- _PROBLEM STATEMENT_: Set down each of the records below word for word, without changing anything.
====
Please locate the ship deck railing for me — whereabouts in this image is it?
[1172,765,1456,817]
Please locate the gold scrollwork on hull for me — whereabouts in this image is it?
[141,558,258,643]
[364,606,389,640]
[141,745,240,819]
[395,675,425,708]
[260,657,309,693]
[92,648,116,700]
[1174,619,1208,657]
====
- _WORKED SOLUTION_:
Please locate the ship deck railing for me — whereabouts in this image is it?
[1172,765,1456,817]
Please locate the gold scrollwork on hull for me — whereabouts in this image is it?
[141,558,258,643]
[364,606,389,640]
[141,745,240,819]
[395,675,425,708]
[260,657,309,693]
[92,648,116,700]
[1174,619,1208,657]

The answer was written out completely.